Supplied passage ::
☆ ☆ ☆

Re: [RFC][PATCH 0/4] Object creation with a specified id

"Serge E. Hallyn" <serue@xxxxxxxxxx> · Mon, 17 Mar 2008 09:44:52 -0500

Quoting Oren Laadan (orenl@xxxxxxxxxxxxxxx):
>
>
> Serge E. Hallyn wrote:
>> Quoting Oren Laadan (orenl@xxxxxxxxxxxxxxx):
>>>
>>> Nadia Derbey wrote:
>>>> Oren Laadan wrote:
>>>>>
>>>>> Nadia Derbey wrote:
>>>>>
>>>>>> Oren Laadan wrote:
>>>>>>
>>>>>>>
>>>>>>> Nadia.Derbey@xxxxxxxx wrote:
>>>>>>>
>>>>>>>> A couple of weeks ago, a discussion has started after Pierre's 
>>>>>>>> proposal for
>>>>>>>> a new syscall to change an ipc id (see thread
>>>>>>>> http://lkml.org/lkml/2008/1/29/209).
>>>>>>>>
>>>>>>>>
>>>>>>>> Oren's suggestion was to force an object's id during its creation, 
>>>>>>>> rather
>>>>>>>> than 1. create it, 2. change its id.
>>>>>>>>
>>>>>>>> So here is an implementation of what Oren has suggested.
>>>>>>>>
>>>>>>>> 2 new files are defined under /proc/self:
>>>>>>>>   . next_ipcid --> next id to use for ipc object creation
>>>>>>>>   . next_pids --> next upid nr(s) to use for next task to be forked
>>>>>>>>                   (see patch #2 for more details).
>>>>>>>
>>>>>>>
>>>>>>> Generally looks good. One meta-comment, though:
>>>>>>>
>>>>>>> I wonder why you use separate files for separate resources, 
>>>>>>
>>>>>> That would be needed in a situation wheere we don't care about next, 
>>>>>> say, ipc id to be created but we need a predefined pid. But I must 
>>>>>> admit I don't see any pratical application to it.

☆ ☆ ☆

Data section ::
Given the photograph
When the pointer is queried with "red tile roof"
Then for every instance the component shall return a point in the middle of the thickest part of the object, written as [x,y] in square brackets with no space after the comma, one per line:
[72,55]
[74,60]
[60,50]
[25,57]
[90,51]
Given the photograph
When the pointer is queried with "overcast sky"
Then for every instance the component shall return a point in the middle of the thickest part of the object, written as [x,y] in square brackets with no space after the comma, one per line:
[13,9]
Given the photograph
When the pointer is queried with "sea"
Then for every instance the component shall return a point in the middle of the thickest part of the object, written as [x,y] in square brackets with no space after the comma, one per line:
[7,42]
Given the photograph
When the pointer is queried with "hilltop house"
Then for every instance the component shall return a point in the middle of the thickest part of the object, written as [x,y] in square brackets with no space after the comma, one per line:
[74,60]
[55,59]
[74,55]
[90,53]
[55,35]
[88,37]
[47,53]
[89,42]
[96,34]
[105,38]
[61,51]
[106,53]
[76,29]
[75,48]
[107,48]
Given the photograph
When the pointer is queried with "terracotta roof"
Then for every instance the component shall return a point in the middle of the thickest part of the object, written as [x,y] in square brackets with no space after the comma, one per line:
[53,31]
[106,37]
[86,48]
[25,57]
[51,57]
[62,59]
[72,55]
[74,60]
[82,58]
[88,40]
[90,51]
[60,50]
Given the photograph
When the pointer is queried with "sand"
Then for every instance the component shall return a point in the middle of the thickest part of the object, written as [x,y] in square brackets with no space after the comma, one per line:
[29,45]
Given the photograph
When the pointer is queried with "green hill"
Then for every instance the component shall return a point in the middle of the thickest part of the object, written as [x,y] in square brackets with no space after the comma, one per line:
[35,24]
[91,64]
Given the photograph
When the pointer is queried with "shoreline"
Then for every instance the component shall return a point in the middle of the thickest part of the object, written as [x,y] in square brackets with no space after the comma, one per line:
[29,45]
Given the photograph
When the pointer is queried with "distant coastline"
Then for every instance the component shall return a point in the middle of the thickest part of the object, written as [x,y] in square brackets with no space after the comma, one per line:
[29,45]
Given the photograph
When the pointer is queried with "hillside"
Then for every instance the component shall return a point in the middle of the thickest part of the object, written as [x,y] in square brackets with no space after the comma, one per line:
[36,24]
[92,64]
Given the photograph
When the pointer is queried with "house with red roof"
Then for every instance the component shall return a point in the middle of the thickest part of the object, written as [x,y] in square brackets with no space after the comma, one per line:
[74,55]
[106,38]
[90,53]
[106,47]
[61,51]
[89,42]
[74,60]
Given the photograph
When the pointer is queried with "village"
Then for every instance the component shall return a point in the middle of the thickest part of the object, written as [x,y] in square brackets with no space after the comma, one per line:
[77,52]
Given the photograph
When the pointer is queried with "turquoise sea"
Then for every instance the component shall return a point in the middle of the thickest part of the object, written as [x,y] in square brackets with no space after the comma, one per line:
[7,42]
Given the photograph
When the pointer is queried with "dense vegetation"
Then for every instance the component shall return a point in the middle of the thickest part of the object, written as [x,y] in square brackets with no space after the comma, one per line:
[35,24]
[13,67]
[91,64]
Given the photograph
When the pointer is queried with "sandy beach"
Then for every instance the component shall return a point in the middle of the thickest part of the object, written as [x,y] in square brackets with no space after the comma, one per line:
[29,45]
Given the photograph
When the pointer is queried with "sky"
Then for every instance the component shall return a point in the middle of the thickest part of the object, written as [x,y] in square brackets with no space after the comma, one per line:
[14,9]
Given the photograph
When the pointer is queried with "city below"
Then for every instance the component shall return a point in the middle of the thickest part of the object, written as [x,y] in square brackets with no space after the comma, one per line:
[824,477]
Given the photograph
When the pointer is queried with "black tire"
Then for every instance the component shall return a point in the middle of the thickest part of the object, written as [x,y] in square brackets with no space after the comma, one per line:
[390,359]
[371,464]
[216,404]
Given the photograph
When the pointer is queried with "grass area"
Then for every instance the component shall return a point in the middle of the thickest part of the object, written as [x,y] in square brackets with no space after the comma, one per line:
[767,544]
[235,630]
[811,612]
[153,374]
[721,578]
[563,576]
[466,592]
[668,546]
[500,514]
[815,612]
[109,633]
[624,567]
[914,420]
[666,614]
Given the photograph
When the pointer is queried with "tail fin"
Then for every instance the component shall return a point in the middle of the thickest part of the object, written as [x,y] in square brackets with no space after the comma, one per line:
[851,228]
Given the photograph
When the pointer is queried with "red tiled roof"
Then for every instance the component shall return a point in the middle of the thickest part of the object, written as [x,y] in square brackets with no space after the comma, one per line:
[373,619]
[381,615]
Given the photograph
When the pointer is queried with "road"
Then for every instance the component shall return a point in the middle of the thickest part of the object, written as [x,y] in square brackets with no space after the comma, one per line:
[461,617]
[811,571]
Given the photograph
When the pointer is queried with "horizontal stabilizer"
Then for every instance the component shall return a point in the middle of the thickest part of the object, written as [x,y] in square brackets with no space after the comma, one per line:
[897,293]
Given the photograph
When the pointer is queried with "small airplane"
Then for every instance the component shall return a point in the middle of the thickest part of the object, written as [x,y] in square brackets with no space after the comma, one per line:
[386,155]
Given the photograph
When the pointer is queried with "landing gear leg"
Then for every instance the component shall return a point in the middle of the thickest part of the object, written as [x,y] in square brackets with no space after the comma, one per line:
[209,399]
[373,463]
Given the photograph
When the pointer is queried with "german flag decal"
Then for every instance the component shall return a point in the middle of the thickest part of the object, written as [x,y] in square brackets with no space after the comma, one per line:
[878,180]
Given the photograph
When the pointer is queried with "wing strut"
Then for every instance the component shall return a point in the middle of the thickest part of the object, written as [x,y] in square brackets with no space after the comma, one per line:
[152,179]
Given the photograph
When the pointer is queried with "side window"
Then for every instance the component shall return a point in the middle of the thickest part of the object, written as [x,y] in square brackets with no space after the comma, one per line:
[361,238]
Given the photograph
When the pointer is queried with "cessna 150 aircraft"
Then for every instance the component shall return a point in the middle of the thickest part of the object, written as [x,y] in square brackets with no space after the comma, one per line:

☆ ☆ ☆

Challenge :: Copy the mailing-list reply above word for word, in full.

Result of this task ::
Re: [RFC][PATCH 0/4] Object creation with a specified id

"Serge E. Hallyn" <serue@xxxxxxxxxx> · Mon, 17 Mar 2008 09:44:52 -0500

Quoting Oren Laadan (orenl@xxxxxxxxxxxxxxx):
>
>
> Serge E. Hallyn wrote:
>> Quoting Oren Laadan (orenl@xxxxxxxxxxxxxxx):
>>>
>>> Nadia Derbey wrote:
>>>> Oren Laadan wrote:
>>>>>
>>>>> Nadia Derbey wrote:
>>>>>
>>>>>> Oren Laadan wrote:
>>>>>>
>>>>>>>
>>>>>>> Nadia.Derbey@xxxxxxxx wrote:
>>>>>>>
>>>>>>>> A couple of weeks ago, a discussion has started after Pierre's 
>>>>>>>> proposal for
>>>>>>>> a new syscall to change an ipc id (see thread
>>>>>>>> http://lkml.org/lkml/2008/1/29/209).
>>>>>>>>
>>>>>>>>
>>>>>>>> Oren's suggestion was to force an object's id during its creation, 
>>>>>>>> rather
>>>>>>>> than 1. create it, 2. change its id.
>>>>>>>>
>>>>>>>> So here is an implementation of what Oren has suggested.
>>>>>>>>
>>>>>>>> 2 new files are defined under /proc/self:
>>>>>>>>   . next_ipcid --> next id to use for ipc object creation
>>>>>>>>   . next_pids --> next upid nr(s) to use for next task to be forked
>>>>>>>>                   (see patch #2 for more details).
>>>>>>>
>>>>>>>
>>>>>>> Generally looks good. One meta-comment, though:
>>>>>>>
>>>>>>> I wonder why you use separate files for separate resources, 
>>>>>>
>>>>>> That would be needed in a situation wheere we don't care about next, 
>>>>>> say, ipc id to be created but we need a predefined pid. But I must 
>>>>>> admit I don't see any pratical application to it.